(Information begins)

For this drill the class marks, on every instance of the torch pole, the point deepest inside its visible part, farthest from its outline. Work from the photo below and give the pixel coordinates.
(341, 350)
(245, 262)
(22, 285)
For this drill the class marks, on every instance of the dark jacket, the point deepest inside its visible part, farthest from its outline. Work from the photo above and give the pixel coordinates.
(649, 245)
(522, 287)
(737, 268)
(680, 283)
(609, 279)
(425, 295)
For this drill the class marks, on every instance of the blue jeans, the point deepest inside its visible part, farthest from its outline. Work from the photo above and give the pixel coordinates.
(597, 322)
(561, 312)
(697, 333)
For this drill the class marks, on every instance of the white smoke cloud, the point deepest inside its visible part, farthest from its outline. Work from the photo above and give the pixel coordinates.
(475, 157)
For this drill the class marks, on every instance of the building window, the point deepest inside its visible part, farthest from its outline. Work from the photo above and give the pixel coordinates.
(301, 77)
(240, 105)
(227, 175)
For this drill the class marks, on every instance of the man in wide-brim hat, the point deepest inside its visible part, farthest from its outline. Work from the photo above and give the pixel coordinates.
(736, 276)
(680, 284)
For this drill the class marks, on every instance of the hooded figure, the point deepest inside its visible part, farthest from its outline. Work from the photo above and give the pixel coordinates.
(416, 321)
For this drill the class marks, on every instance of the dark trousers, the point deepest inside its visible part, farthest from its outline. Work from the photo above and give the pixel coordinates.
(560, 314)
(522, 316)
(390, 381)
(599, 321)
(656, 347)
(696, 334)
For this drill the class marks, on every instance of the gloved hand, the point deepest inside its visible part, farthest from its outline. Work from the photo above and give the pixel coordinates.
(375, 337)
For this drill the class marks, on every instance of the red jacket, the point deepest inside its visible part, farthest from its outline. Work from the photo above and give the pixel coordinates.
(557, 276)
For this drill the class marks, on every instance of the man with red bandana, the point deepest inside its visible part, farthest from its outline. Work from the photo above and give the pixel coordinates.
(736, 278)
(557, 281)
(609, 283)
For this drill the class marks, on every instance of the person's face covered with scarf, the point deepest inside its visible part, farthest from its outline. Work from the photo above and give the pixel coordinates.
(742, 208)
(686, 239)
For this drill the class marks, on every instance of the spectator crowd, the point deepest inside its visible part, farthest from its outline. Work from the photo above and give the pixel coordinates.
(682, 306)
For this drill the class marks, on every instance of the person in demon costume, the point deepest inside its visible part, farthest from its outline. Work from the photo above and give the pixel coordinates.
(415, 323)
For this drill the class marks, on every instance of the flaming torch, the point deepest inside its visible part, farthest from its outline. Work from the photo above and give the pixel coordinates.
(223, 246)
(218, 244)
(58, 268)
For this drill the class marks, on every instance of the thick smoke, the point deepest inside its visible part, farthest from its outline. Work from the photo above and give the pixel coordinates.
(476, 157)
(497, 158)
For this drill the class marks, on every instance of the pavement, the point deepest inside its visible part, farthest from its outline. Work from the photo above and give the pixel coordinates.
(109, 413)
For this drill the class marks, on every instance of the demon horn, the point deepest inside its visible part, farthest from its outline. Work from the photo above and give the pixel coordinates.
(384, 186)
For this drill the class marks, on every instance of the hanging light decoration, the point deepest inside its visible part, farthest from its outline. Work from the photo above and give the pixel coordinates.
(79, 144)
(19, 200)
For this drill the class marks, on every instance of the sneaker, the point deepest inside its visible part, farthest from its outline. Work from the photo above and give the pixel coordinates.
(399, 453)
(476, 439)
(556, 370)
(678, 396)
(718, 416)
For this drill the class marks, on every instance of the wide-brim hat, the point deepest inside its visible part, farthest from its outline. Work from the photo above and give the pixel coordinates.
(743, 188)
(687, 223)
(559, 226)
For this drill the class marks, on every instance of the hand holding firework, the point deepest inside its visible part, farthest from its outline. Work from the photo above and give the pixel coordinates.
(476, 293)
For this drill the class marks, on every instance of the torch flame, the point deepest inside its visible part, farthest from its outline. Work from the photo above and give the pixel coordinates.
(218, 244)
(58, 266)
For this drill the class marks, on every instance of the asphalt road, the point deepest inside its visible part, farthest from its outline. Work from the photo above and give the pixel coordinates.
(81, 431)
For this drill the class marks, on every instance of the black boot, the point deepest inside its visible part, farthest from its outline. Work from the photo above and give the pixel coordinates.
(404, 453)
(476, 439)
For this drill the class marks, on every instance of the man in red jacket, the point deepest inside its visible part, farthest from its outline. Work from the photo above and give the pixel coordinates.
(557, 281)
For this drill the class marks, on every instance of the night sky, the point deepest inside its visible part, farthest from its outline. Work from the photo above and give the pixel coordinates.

(Information ends)

## What this task involves
Every entry needs to be retyped exactly.

## Solved exercise
For this drill the class marks, on every instance of the torch pole, the point deepest inside its visible part, farthest from its outline. Work from the photo below and give the pixel coordinates.
(341, 350)
(245, 262)
(22, 285)
For this drill the class marks, on every instance of the dark jacket, the point deepest inside its visible part, farthest from its outline. Work from the photo above and give the pixel coordinates.
(649, 245)
(522, 287)
(737, 268)
(680, 283)
(609, 279)
(425, 295)
For this drill the class marks, on every instance of the blue jeans, the point deepest inside its visible part, farthest from its outline. Work from the photo above and give the pixel coordinates.
(597, 322)
(561, 312)
(697, 333)
For this drill the class marks, on every instance of the white smoke cloud, the point deepest inside its visible part, farthest from its outline. Work from the photo above and give the pixel coordinates.
(475, 157)
For this drill the class marks, on every instance of the building window, the point deepest inside its visible part, farthest from its outline. Work from the photo above and give the pixel coordinates.
(301, 77)
(240, 105)
(227, 175)
For this drill the class marks, on every instance of the man in wide-brim hat, the point deepest inside its visible part, farthest from its outline. Work from the photo above and give the pixel coordinates.
(736, 276)
(680, 284)
For this drill the class marks, on every instance of the hooded figure, the point deepest inside its visible part, farthest from its outline. Work from the photo above and give the pixel coordinates.
(416, 321)
For this drill the class marks, on every instance of the dark trousers, the point deepest inside its visible part, farthest from its outline. Work from the photo above and give the pixel coordinates.
(560, 314)
(522, 316)
(390, 381)
(599, 321)
(656, 347)
(696, 334)
For this drill the class marks, on every instance of the gloved hand, the point deepest inside its visible part, farthest from its outline. Work from the photo above and give the pixel coordinates.
(375, 337)
For this drill the class marks, on every instance of the red jacket, the point deepest inside its visible part, farthest from its outline. Work from the photo above and give the pixel coordinates.
(557, 276)
For this drill the class marks, on every instance of the man with red bandana, the point deepest inside its visible part, farthest from its outline. Work from the photo above and give the pixel coordinates.
(736, 278)
(557, 281)
(609, 283)
For this drill the class marks, on every instance of the person's face covered with scarf, the point deepest inside its visible part, farthest from its outline. Work from the photo above and give the pixel coordinates.
(742, 208)
(686, 239)
For this drill the class marks, on every instance of the spectator crowd, the point deepest inside its visible part, farthest from its outline. Work from the photo above and give the pixel coordinates.
(682, 306)
For this drill the class marks, on every instance of the person in demon costume, the point deepest inside its visible part, farthest from its outline. Work from the photo above and give the pixel coordinates.
(415, 323)
For this drill the class marks, on every instance of the flaming torch, the point deepest inside its visible part, farthest from its outline. Work from the photo above and give the pixel coordinates.
(223, 246)
(218, 244)
(58, 268)
For this drill the class marks, on every instance of the thick smoke, the point deepest inside its visible part, farthest from its outline. Work from the photo above and give the pixel coordinates.
(476, 157)
(497, 158)
For this drill the class marks, on every instance of the pavement, the point deepest inside its visible part, farthest from its outline. Work from the photo above and give the pixel coordinates.
(109, 413)
For this drill the class marks, on every instance of the demon horn, the point deepest inside its visible part, farthest from its outline. Work from the photo above and give the pixel coordinates.
(384, 186)
For this drill the class marks, on every instance of the hanging light decoration, the point deepest inside its visible part, farthest from its outline. Work from the photo above and give the pixel coordinates.
(79, 144)
(19, 200)
For this drill the class marks, on every instance of the sneaker, the point deepest inside its visible part, farthest from its outline. Work from the photo above and give the pixel coordinates.
(399, 453)
(476, 439)
(556, 370)
(678, 396)
(718, 416)
For this drill the class marks, on every instance of the wide-brim hat, the point deepest inside its visible part, farthest from its outline. Work from the photo above and give the pixel coordinates.
(743, 188)
(687, 223)
(559, 226)
For this drill the class marks, on every instance of the hand holding firework, the point deepest inside its visible part, farthest from its outline. Work from the photo above and give the pixel coordinates.
(476, 293)
For this drill the class marks, on every instance of the torch flame, the point deepest inside its visible part, farthest from its outline. Work from the photo above and give the pixel coordinates.
(218, 244)
(58, 266)
For this drill the class marks, on every instance of the asphalt road, the point deepest inside its visible part, farthest from its outline. Work from the photo above and give the pixel coordinates.
(81, 431)
For this drill the class marks, on every instance of the black boot, the point deepest inside its visible part, farthest from its outline. Work from the photo above and give the pixel coordinates.
(404, 453)
(476, 439)
For this drill the class marks, on every instance of the man in red jacket, the point deepest inside its visible part, farthest from its outline. Work from the photo above and give the pixel coordinates.
(557, 281)
For this drill the class marks, on every instance of the night sky, the point deepest inside its visible part, farthest from its outline. Work from the photo above and give the pixel coordinates.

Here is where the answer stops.